Requirements
Please output the entries below from the line that contains "Kindly give the mask of every instance of the egyptian" through the final line, reproduced exactly and alone.

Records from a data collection
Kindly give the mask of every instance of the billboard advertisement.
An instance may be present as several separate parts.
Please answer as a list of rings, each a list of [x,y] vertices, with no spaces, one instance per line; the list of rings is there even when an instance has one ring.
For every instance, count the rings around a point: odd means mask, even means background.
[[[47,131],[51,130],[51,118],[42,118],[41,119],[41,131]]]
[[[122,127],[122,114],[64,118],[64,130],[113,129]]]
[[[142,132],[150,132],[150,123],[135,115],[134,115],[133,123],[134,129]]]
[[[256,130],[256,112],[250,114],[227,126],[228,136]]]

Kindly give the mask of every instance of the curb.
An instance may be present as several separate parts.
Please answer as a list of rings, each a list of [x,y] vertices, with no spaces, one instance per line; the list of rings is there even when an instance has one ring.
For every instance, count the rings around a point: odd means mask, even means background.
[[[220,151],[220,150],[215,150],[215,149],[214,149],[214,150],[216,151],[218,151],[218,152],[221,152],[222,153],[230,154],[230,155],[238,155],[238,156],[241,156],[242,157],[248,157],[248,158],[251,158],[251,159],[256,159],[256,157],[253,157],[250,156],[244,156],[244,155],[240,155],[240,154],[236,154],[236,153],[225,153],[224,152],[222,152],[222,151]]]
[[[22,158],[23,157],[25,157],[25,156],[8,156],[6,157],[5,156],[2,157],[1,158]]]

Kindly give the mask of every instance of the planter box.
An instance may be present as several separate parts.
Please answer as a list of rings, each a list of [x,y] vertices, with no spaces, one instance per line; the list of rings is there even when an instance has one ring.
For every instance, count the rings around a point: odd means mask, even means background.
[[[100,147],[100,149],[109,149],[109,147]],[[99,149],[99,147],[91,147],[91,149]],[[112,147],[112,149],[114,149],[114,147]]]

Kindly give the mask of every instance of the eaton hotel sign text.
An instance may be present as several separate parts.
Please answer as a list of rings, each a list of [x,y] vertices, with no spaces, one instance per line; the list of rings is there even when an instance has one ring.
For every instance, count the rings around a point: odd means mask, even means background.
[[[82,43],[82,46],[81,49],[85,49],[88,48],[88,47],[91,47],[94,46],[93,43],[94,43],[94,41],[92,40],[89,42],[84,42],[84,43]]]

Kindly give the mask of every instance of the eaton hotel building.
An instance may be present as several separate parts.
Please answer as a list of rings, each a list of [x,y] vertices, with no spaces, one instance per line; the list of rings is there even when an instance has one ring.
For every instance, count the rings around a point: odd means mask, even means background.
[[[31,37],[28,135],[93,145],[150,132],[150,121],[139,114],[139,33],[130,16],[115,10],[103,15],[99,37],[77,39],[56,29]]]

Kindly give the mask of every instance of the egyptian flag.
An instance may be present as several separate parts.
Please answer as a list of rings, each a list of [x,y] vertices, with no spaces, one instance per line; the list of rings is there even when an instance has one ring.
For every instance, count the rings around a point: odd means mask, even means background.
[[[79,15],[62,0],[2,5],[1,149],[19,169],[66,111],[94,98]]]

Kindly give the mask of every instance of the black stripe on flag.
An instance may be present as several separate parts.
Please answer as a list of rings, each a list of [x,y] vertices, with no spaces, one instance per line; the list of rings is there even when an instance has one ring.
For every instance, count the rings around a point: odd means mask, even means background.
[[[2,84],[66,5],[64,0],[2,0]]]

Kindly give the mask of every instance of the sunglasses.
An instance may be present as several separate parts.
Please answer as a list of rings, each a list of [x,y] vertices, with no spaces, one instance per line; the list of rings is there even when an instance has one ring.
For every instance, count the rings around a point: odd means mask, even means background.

Written answer
Kindly give the mask of every instance of the egyptian flag.
An instance may be present as several separate parts.
Please answer as a list of rings, each a list of [x,y] vertices, with no spaces, one instance per line; the list of rings is there even when an instance has one ring.
For every instance, count the rings around a point: odd means mask, even means background.
[[[79,15],[62,0],[2,5],[1,149],[19,169],[66,111],[94,98]]]

Kindly give the mask of every instance of the black stripe on flag.
An instance may be present as several separate parts.
Please answer as a list of rings, each a list of [x,y] vertices, with no spaces, one instance per line; the list of rings is there even when an instance has one ring.
For every instance, count the rings around a point: odd means mask, even means background.
[[[2,84],[66,5],[64,0],[2,0]]]

Kindly give the mask of every instance of the sunglasses.
An instance may be present as several separate parts.
Please answer as a list of rings, each a list of [x,y] vertices, with no spaces, one instance per line; the list of rings is there even when an instance has one ring.
For every instance, count the rings around a point: odd means mask, even means background.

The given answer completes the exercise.